Esercizio proposto A:
Traduci in inglese la frase «Anche sulla superficie di altri mondi sarà così.», presa dall'estratto del documento su acqua e ghiaccio su Marte.

....................

24.06.2024 Matteo Marini

Brina, acqua e ghiaccio su Marte. Risorsa per futuri esploratori

porzione rettangolare della superficie di Marte, evidenziando il terreno in cima a Olympus Mons, il vulcano più alto del sistema solare.

Dall’alba della nostra specie, migranti ed esploratori di nuove terre hanno sempre cercato l’acqua. Anche sulla superficie di altri mondi sarà così. Su Marte, in diversi punti, le sonde spaziali hanno trovato ghiaccio d’acqua e laghi sotterranei. Saranno l’oro della nuova frontiera del XXI secolo, anche sulla Luna

Circa tre anni fa, agli studenti del corso Human Spaceflight al Kth Royal Institute of Technology di Stoccolma, è stato assegnato il compito di organizzare una spedizione fino alla sommità del monte più alto del Sistema solare. Che non è l’Everest, e al cui confronto il tetto del nostro mondo è qualcosa più che una collinetta. L’Olympus mons è un vulcano che svetta su Marte e, complice il fatto che sul Pianeta rosso non esiste un livello del mare a ‘tagliare’ le quote, la sua altezza arriva a quasi 22 chilometri. La simulazione era ambientata nel 2038 con requisiti precisi, niente velivoli oltre i 10 chilometri di quota e niente veicoli, quindi a piedi, per gli ultimi 1.000 metri di salita.

....................

Esercizio proposto B:
Nelle righe di dati che seguono, disponi come lista JSON di stringhe, una stringa per riga e senza le righe vuote, il tratto che va dalla riga contenente "of the calm" fino alla riga contenente "[[79, 362]]", entrambe incluse.

....................

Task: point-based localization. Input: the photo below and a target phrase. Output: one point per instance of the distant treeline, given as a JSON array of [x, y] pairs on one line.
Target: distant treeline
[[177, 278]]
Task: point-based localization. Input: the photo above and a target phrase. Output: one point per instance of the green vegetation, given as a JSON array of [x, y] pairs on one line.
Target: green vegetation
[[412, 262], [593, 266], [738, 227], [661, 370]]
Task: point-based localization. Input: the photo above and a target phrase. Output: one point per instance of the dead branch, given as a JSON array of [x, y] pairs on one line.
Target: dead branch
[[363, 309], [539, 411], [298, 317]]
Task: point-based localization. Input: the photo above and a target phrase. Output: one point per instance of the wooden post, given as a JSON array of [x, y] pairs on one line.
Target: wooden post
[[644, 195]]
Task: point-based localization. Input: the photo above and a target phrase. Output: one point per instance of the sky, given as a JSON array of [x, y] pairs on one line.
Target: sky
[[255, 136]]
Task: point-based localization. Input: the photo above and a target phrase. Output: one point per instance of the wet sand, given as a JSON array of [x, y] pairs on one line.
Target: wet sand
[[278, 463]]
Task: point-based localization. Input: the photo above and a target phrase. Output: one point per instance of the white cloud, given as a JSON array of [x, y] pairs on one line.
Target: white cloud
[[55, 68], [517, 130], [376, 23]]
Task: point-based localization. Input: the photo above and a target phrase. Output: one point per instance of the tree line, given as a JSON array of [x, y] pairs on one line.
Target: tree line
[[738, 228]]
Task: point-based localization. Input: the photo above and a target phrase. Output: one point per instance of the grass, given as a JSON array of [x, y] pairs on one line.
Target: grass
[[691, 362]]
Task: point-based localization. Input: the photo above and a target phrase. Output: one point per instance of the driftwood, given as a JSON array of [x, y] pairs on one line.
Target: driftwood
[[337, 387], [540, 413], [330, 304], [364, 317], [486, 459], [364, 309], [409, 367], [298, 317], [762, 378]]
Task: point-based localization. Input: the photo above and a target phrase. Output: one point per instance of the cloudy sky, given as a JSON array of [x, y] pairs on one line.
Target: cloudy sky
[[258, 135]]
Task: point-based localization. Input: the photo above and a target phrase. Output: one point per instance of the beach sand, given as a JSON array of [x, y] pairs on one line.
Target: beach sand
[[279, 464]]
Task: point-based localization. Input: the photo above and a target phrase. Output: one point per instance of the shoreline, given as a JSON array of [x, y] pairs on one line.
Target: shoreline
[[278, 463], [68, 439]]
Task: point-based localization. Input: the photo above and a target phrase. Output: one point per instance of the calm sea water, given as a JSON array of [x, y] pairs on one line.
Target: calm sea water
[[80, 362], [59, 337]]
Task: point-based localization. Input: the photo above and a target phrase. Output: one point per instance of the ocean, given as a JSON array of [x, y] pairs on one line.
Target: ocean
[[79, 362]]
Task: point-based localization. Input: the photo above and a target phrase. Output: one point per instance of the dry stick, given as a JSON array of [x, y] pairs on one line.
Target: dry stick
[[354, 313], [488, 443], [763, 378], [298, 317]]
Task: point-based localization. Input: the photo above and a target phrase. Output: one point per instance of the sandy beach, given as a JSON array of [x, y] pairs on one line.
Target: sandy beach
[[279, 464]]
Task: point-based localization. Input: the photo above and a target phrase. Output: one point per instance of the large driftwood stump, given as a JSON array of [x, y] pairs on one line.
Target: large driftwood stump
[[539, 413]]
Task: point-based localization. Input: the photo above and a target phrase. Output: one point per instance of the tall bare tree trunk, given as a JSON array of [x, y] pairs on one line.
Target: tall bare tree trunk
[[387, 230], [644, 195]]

....................

Risposta A:
It will be the same on the surface of other worlds too.

Risposta B:
[
  "Task: point-based localization. Input: the photo above and a target phrase. Output: one point per instance of the calm sea water, given as a JSON array of [x, y] pairs on one line.",
  "Target: calm sea water",
  "[[80, 362], [59, 337]]",
  "Task: point-based localization. Input: the photo above and a target phrase. Output: one point per instance of the ocean, given as a JSON array of [x, y] pairs on one line.",
  "Target: ocean",
  "[[79, 362]]"
]